Rewrite all of the lines below, changing "lesson" to "exercise" everywhere it appears and keeping everything else the same. Leave the pictures out of your version.

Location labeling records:
START

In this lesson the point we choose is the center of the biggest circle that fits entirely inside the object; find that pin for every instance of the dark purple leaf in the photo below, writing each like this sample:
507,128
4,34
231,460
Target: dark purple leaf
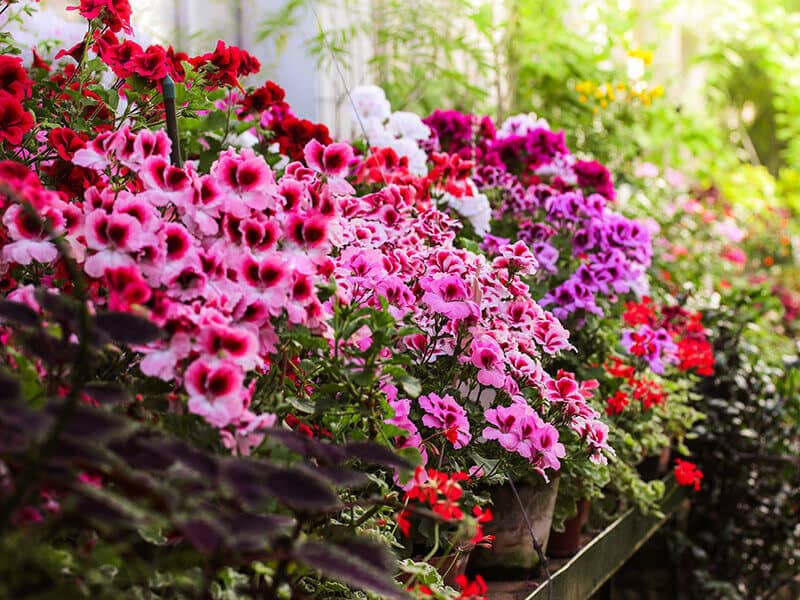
125,328
139,452
203,535
10,390
15,415
375,454
13,442
64,308
253,532
18,313
204,464
338,564
302,490
50,349
106,393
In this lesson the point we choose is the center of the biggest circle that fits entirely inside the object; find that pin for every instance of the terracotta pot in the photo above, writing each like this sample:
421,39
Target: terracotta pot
566,543
513,552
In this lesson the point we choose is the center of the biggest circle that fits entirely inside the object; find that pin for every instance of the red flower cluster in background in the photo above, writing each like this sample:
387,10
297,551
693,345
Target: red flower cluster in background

END

#### [Solution below]
In this exercise the point we choose is the center of the biggest circle that fits entirely inside the object; find that pin for every instance of the dark purple leaf in the photo below, writing each like this sample:
507,128
4,34
231,460
Target: dark purple leaf
125,328
139,452
203,535
10,390
15,415
375,454
13,442
64,308
253,532
18,313
204,464
338,564
302,490
50,349
106,393
In this exercise the point we choose is the center of the biggest circle that fits entirely inside the object; find that pin for every instance of the terracotta pot in the photo above, writing each like this sample:
421,39
Target: terracotta pot
566,543
513,552
In this exercise the point we choose is the center of the biggest circle that fits entirely inside the object; find that pin for every instance of the red flower cluster in background in the photo above, writing each like this sample:
387,10
297,551
693,345
Target: red flower cluster in background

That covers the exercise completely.